═══ RECORDS SUPPLIED

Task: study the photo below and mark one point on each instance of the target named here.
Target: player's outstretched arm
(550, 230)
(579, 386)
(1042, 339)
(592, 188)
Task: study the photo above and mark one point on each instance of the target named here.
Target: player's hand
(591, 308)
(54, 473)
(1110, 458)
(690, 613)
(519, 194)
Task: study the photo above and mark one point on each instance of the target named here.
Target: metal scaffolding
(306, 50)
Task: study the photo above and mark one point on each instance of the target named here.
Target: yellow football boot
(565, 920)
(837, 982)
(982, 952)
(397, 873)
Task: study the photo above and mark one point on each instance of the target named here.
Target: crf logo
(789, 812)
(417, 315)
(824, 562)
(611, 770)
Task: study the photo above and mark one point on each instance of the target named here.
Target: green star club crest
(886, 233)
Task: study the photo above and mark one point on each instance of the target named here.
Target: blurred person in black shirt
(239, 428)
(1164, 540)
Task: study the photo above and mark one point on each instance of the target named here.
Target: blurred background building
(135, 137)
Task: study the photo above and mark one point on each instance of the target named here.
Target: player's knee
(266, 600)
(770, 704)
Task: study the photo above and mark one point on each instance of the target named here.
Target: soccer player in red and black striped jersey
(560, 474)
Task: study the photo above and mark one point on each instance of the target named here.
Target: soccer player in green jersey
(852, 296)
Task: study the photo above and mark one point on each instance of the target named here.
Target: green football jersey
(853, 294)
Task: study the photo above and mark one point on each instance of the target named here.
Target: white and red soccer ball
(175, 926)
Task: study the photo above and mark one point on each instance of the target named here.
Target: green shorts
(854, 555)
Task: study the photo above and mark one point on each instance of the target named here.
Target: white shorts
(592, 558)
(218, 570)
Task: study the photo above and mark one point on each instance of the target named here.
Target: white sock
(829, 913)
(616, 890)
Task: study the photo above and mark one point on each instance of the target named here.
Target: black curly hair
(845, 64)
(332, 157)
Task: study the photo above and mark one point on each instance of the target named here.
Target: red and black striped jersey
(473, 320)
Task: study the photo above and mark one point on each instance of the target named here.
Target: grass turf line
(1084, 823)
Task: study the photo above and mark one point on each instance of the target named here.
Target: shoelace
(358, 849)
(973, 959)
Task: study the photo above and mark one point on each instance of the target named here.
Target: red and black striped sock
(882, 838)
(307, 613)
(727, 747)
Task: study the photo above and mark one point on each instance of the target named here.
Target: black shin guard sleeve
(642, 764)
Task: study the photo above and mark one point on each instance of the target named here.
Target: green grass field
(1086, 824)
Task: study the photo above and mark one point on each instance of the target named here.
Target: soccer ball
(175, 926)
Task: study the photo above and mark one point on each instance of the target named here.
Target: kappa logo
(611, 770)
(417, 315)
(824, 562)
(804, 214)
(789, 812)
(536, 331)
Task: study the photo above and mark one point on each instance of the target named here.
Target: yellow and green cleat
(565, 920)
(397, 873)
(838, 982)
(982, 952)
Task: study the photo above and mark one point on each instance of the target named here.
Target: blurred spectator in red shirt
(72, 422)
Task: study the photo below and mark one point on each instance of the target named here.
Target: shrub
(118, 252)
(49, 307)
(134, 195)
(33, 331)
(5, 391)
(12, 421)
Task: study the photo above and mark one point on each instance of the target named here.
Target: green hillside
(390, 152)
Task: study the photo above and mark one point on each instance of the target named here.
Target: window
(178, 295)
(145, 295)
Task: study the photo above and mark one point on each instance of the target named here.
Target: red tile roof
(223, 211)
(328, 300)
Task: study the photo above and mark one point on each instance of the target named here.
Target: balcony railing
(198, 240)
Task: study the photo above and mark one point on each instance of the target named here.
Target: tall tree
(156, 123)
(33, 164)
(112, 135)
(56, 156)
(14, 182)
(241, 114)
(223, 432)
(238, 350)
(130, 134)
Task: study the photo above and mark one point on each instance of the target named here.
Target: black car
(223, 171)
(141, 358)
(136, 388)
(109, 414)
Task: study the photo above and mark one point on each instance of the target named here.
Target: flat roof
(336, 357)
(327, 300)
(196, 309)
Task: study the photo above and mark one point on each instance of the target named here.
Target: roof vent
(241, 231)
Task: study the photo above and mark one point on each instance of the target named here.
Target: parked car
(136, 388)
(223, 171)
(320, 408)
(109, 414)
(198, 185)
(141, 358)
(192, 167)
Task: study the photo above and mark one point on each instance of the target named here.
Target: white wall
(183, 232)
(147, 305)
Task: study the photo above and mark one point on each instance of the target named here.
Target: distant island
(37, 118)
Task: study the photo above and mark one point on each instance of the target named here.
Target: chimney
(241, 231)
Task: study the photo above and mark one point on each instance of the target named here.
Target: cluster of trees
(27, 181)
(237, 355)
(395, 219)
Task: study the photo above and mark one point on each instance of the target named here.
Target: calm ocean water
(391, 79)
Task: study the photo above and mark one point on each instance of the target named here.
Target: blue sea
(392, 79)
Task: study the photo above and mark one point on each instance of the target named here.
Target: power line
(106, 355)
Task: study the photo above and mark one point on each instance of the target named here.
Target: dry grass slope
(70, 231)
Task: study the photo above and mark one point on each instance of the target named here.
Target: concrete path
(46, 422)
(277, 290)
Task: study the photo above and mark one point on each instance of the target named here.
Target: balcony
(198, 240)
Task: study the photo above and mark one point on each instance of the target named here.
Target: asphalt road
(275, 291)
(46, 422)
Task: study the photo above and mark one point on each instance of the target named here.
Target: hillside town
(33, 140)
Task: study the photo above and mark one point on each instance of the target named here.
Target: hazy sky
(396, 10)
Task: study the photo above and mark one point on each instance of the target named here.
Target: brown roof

══════

WHAT IS NEEDED: Transcribe the full listing, word for word.

ANSWER:
Task: study the photo below and mark one point on each instance of the target named here.
Target: player's outstretched arm
(550, 230)
(579, 386)
(1042, 339)
(592, 188)
Task: study the photo above and mark one point on each instance of the target named here.
Target: player's hand
(591, 308)
(54, 473)
(1110, 458)
(690, 613)
(519, 194)
Task: study the photo above and mark one point on each instance of the target named here.
Target: metal scaffolding
(306, 50)
Task: study the photo above and mark one point on each instance of the target named here.
Target: yellow football boot
(565, 920)
(837, 982)
(982, 952)
(397, 873)
Task: study the photo above and mark one point on each instance of the target named here.
Target: crf logo
(789, 812)
(417, 315)
(824, 562)
(611, 770)
Task: study the photo above and mark one point on each instance of the target named here.
Target: green star club crest
(886, 233)
Task: study the photo above and mark one point on each instance of the target named here.
Target: blurred person in black shirt
(239, 428)
(1164, 540)
Task: study the photo above and mark one point on each instance of the target named here.
Target: blurred background building
(135, 137)
Task: study the photo above and mark one point on each instance of the target named here.
Target: player's knee
(266, 600)
(770, 704)
Task: study the photo above and mark one point on each instance of the target named here.
Target: soccer player in red and black striped jersey
(560, 474)
Task: study the photo above and mark one point on each instance of the target named here.
Target: soccer player in green jersey
(852, 296)
Task: study the photo above and mark one point on each instance of the target named here.
Target: green football jersey
(853, 294)
Task: study the photo above and mark one point on each instance of the target named here.
Target: white and red soccer ball
(175, 926)
Task: study the photo above and mark one point on each instance of the target named here.
Target: green shorts
(854, 555)
Task: study the photo above and mark one point on each instance of the target named here.
Target: white shorts
(592, 558)
(218, 570)
Task: study the photo above and mark one point on each instance of the target named here.
Target: white sock
(829, 913)
(616, 890)
Task: study the photo above and mark one point on each instance of the target named here.
Target: black curly hair
(845, 64)
(332, 157)
Task: study the photo above and mark one point on each instance of the target named here.
Target: red and black striped jersey
(473, 320)
Task: study the photo above and mark one point on each instance of the target named here.
Target: grass turf line
(1084, 823)
Task: study the photo above and mark one point on each instance of the target named here.
Target: shoelace
(358, 849)
(973, 959)
Task: study the photo above and mark one point on each instance of the target named here.
Target: red and black striped sock
(882, 838)
(307, 613)
(727, 747)
Task: study the photo above and mark one point on each instance of the target named here.
Target: black shin guard sleeve
(642, 764)
Task: study the photo above and mark one point on each instance of the target named here.
Target: green grass field
(1086, 824)
Task: study the photo above and mark one point on each instance of the target named here.
Target: soccer ball
(175, 926)
Task: study the photo above and mark one point on each instance of the target named here.
Target: kappa logo
(611, 770)
(417, 315)
(824, 562)
(804, 214)
(789, 812)
(536, 331)
Task: study the photo above and mark one point on each instance of the target named here.
Target: yellow and green cleat
(565, 920)
(397, 873)
(838, 982)
(982, 952)
Task: study the photo above and mark one point on each instance of the target named here.
Target: blurred spectator in red shirt
(72, 422)
Task: study the photo below and mark one point on each instance of the target named here.
Target: shrub
(118, 252)
(49, 307)
(134, 195)
(33, 331)
(5, 391)
(12, 421)
Task: study the photo above and mark one point on each instance of the target named here.
Target: green hillside
(390, 152)
Task: study the photo above and mark one point on each instance of the target named here.
Target: window
(178, 295)
(145, 295)
Task: study the photo above and mark one point on each instance of the target named here.
Target: red tile roof
(223, 211)
(328, 300)
Task: study the photo above and mark one point on each instance of the target named here.
Target: balcony railing
(198, 240)
Task: study the photo above and mark one point on each instance of the target named here.
Target: tall tree
(156, 123)
(33, 164)
(112, 135)
(56, 156)
(14, 182)
(241, 114)
(223, 432)
(238, 350)
(130, 134)
Task: study the photo above and mark one point on each instance of the target named here.
Target: black car
(223, 171)
(141, 358)
(136, 388)
(109, 414)
Task: study the photo above and mark one point on each instance of the target named here.
Target: flat roof
(336, 357)
(327, 300)
(196, 309)
Task: study the photo above and mark one point on each instance of the target named here.
Target: roof vent
(241, 231)
Task: study the photo above and mark one point on each instance of the target named here.
Target: parked car
(136, 388)
(223, 171)
(320, 408)
(109, 414)
(198, 185)
(141, 358)
(192, 167)
Task: study the photo above and mark one point on each instance of the target named here.
Target: white wall
(183, 232)
(147, 305)
Task: study the photo above and mark one point on each instance of the target named here.
Target: distant island
(37, 118)
Task: study the photo above and mark one point on each instance of the target named here.
Target: chimney
(241, 231)
Task: study the photo above and mark one point on each instance of the target named here.
Target: cluster of trees
(27, 181)
(237, 355)
(395, 219)
Task: study the photo above and mark one point on each instance of the target named here.
Target: calm ocean water
(391, 79)
Task: study the photo above and mark one point on each instance of the target named here.
Target: blue sea
(392, 79)
Task: study the photo above and mark one point on each instance of the target named here.
Target: power line
(106, 355)
Task: study the photo above and mark one point on each instance of the target named here.
Target: dry grass slope
(70, 231)
Task: study the photo above and mark one point on each instance of the target named here.
Target: concrete path
(46, 422)
(277, 290)
Task: study the photo above and mark one point on each instance of the target named here.
Target: balcony
(198, 240)
Task: study the photo above and mark one point on each instance of the target named here.
Target: asphalt road
(275, 291)
(46, 422)
Task: study the photo above and mark one point on each instance of the target named here.
Target: hillside town
(33, 140)
Task: study the photo above and mark one point on each instance of the target named here.
Target: hazy sky
(396, 10)
Task: study the photo above and mark one point on each instance of the target named here.
Target: brown roof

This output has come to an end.